◆ REQUIRED TASK
Give the items from the line containing "Expected: for every instance of the black" through the line containing "[[196, 60], [236, 55]]" as a two-column CSV with the headers item and answer. Include one row per item, putting its text and its answer each in a single quoted field with line breaks replaced by spaces.

◆ INPUT FOR THIS TASK
++++++++++

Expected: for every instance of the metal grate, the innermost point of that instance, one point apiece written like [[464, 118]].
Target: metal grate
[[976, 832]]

++++++++++

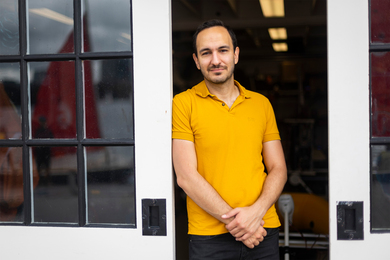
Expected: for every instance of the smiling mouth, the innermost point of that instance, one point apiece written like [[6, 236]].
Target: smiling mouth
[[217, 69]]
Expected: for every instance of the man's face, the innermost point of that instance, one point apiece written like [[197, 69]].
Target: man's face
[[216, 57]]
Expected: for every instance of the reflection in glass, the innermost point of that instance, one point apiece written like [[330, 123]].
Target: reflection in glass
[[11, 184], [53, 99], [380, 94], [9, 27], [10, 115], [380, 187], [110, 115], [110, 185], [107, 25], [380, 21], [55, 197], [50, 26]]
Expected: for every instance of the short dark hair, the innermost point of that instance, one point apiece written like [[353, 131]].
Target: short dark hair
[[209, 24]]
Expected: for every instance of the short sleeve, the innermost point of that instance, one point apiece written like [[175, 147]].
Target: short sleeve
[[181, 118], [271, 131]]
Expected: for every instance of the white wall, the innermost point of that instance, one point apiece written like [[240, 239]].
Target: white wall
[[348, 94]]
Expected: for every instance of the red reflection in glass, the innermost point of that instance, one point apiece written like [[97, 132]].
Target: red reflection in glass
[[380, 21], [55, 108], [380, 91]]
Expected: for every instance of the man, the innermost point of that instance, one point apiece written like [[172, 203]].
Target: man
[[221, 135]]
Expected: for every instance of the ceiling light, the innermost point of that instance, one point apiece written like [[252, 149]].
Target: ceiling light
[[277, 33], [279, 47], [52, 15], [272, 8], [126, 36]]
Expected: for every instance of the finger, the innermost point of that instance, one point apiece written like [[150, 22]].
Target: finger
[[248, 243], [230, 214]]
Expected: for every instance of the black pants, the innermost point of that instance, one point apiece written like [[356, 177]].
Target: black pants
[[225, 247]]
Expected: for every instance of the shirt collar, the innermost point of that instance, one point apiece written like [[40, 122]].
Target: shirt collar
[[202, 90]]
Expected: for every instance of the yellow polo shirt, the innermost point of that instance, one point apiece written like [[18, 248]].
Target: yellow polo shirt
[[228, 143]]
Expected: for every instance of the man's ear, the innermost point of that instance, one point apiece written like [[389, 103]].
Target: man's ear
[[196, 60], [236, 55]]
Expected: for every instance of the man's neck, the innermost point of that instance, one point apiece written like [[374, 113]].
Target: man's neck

++++++++++

◆ OUTPUT
item,answer
"Expected: for every instance of the black pants, the innermost point of that instance, one point apiece written like [[356, 177]]. Target: black pants","[[225, 247]]"
"Expected: for every instance of the shirt collar, the innermost point of that instance, one point apiece written like [[40, 122]]. Target: shirt collar","[[202, 90]]"
"Expected: for every instance of the yellow polo shirt, the innermost point of that instance, one point apiece written like [[18, 248]]. Target: yellow polo shirt","[[228, 143]]"
"Expected: for every instance of the man's ear, the innermost point of that instance, one point apiece written like [[389, 103]]. Target: man's ear","[[196, 60], [236, 55]]"